--- Text segment ---

Quality Control Center - handling of bug reports

Richard Gaskin ambassador at fourthworld.com
Wed Jul 28 09:10:35 CDT 2010


Shao Sean wrote:
> It seems if the bug report is not for the latest developer build the
> enterprise users are testing nothing gets fixed.. I understand about
> the issues and what-not but I have pretty much stopped submitting bugs
> a long time ago and just recently closed all my open bugs seeing as
> they will never get looked at let alone resolved..

On the 14th I wrote here:

     As Jacque has noted here many times, the RQCC is a part of
     their workflow process but not all of it.  Internally they
     use different systems for tracking progress, updating the
     RQCC in batches as time permits.

     You'll notice that every few months Oliver goes through
     the RQCC and marks dozens of things fixed in the span of
     a few hours.  It's not that the team was sitting around
     drinking for months and then suddenly got a burst of
     energy and did everything in one day, but just that the
     system that helps them best internally is separate from
     the public convenience they provide in the RQCC.

--- Provided information ---

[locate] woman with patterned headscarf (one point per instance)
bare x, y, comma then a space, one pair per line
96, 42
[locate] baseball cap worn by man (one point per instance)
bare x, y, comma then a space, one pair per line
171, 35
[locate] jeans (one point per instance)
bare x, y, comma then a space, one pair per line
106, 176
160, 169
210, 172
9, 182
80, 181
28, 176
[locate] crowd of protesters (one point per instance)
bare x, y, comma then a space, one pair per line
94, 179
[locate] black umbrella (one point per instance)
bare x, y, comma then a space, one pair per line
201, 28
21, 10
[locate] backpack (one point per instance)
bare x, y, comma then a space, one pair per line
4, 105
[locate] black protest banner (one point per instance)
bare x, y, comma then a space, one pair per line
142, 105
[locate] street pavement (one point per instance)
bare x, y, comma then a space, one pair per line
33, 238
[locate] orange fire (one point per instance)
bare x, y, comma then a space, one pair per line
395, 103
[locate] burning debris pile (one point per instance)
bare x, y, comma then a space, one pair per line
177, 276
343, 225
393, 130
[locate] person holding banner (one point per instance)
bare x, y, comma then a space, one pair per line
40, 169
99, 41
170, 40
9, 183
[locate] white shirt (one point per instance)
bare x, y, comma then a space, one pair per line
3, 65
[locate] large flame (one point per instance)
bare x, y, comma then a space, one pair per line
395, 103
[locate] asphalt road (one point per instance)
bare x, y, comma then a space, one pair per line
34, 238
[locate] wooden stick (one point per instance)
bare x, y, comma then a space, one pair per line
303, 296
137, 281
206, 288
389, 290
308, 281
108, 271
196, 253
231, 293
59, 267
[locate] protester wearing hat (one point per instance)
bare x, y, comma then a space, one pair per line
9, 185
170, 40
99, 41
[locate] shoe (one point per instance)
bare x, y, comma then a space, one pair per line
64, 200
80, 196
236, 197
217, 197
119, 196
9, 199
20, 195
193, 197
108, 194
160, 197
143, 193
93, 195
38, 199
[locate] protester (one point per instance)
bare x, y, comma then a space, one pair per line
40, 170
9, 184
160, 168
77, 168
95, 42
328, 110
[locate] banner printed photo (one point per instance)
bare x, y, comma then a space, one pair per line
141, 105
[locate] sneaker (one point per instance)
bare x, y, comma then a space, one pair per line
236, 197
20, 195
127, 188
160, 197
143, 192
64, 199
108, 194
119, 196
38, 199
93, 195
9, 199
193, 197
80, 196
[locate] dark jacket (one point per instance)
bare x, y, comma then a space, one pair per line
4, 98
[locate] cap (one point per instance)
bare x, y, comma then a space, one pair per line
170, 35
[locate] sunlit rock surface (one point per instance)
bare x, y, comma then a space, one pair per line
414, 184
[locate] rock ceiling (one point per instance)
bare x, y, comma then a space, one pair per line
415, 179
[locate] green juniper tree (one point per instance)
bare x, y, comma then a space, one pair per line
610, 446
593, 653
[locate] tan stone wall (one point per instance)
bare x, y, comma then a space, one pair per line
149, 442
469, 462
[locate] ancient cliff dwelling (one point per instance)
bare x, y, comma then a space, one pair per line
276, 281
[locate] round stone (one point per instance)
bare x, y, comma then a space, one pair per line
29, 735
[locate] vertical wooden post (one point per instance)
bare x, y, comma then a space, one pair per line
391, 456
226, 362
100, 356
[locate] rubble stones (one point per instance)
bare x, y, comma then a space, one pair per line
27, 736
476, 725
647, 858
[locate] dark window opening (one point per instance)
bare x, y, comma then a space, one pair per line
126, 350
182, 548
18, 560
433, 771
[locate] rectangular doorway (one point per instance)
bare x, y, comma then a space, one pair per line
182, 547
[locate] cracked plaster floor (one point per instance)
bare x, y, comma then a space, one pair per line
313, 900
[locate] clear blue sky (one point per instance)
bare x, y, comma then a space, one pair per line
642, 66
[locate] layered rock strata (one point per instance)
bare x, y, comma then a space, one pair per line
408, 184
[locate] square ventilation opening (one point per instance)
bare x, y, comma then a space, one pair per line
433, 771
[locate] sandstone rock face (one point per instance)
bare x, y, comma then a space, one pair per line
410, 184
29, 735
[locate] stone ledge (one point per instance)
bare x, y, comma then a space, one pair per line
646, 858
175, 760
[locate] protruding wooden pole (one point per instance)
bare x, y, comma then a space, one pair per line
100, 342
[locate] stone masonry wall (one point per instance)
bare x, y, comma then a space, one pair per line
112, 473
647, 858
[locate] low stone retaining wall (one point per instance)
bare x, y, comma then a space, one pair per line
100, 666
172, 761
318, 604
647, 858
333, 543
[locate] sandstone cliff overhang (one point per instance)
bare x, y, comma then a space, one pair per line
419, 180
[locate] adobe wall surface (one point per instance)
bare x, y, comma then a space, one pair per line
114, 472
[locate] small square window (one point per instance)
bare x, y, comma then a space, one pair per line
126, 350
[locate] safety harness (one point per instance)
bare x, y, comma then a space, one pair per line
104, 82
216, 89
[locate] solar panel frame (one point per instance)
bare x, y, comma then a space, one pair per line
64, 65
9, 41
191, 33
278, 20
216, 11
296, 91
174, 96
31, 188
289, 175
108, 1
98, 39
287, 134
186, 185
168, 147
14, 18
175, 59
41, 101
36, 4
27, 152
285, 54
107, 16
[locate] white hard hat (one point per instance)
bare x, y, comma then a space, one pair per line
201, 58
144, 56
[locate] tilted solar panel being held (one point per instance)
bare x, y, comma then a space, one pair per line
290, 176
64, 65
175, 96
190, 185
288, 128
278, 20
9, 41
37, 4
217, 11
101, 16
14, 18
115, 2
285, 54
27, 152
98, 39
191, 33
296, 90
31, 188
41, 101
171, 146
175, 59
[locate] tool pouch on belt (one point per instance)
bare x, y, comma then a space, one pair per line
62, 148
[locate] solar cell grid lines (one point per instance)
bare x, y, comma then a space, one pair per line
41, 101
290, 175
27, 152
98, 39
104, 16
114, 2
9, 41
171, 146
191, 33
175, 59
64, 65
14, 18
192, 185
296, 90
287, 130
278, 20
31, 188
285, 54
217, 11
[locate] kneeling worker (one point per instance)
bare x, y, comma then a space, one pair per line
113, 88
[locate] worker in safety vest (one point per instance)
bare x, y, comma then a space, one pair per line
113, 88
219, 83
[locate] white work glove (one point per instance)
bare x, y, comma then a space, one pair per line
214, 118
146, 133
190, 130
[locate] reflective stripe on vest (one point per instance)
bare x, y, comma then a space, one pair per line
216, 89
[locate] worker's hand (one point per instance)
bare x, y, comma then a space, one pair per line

---

Task to carry out
Please write what comes next in the post on bug report handling in the Quality Control Center, picking up after its last sentence. None of the items are needed for this.

Response
These two bug reports are good examples:

<http://quality.runrev.com/qacenter/show_bug.cgi?id=6264>
<http://quality.runrev.com/qacenter/show_bug.cgi?id=7490>

One notes anomalies with the size of default buttons on Windows and 
Linux, and the other with OS X and Linux.  The Win and OS X default 
button size issues were addressed long ago, and I know from contact with 
the team that the Linux variant of that bug has been addressed recently 
for v4.5 (see my post with screen shots from the team at 
<http://mail.runrev.com/pipermail/use-revolution/2010-July/143647.html>).

Those two reports are effectively duplicates, but have not been marked 
as such.  Moreover, half of each was addressed a long time ago, and the 
other half recently, yet both still have a status of "New".

I can fully appreciate why they use a different tool for tracking 
changes internally and why they don't make that public, and given that I 
can also understand that updating the status field for reports in the 
RQCC is a back-burner project done only as time permits, usually in 
batches and almost always long after the issue's status had actually 
changed.

Without knowing the specific reports in question I have no opinion on 
those, but in general a key factor that makes the RQCC problematic is 
merely one of expectations management:  if there was a header at the top 
of each page there that noted that the RQCC is provided only as a 
convenience for the community and not reflective of actual progress, 
then folks could use it for what it is without expecting it to be 
something else.

This ongoing topic is illustrative of the reason so very few companies 
have any sort of public bug database at all.

Personally, I like having access to the RQCC, warts and all.  I find it 
helpful for a general gauge of scope, and some of the details posted in 
reports have been very useful in helping me find workarounds I need to 
get through the day.

But if RunRev decided to follow the convention used by the rest of the 
industry in not publishing any bug database, I would understand.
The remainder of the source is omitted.